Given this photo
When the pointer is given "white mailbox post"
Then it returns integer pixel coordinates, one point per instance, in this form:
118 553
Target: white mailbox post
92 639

━━━━━━━━━━━━━━━━

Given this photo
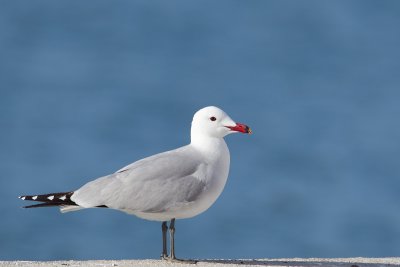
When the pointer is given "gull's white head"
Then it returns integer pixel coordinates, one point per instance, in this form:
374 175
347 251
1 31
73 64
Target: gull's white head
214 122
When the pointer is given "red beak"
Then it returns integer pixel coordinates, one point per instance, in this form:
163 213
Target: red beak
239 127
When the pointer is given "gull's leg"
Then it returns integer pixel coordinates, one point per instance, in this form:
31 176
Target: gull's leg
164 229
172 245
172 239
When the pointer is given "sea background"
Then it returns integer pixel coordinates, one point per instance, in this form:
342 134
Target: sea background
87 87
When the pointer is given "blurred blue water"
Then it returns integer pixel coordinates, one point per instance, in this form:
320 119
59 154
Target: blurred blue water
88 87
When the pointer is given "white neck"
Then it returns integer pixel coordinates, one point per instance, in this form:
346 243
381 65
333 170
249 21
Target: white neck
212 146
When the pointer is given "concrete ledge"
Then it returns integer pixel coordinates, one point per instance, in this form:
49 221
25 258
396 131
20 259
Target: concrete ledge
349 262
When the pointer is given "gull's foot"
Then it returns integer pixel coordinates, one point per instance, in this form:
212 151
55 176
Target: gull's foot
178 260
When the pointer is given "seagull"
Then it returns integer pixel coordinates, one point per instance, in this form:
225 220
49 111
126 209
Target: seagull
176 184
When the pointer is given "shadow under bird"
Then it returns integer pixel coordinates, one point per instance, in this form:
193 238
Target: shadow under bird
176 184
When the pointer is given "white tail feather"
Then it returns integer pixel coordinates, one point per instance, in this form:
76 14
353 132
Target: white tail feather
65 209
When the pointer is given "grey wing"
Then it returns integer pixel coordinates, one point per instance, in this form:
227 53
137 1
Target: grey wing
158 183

━━━━━━━━━━━━━━━━

» **Work instructions**:
Count the lines of the material that contain the string "blurred", treating uppercase and lowercase as different. Reply with the number alone.

» **Correct response**:
2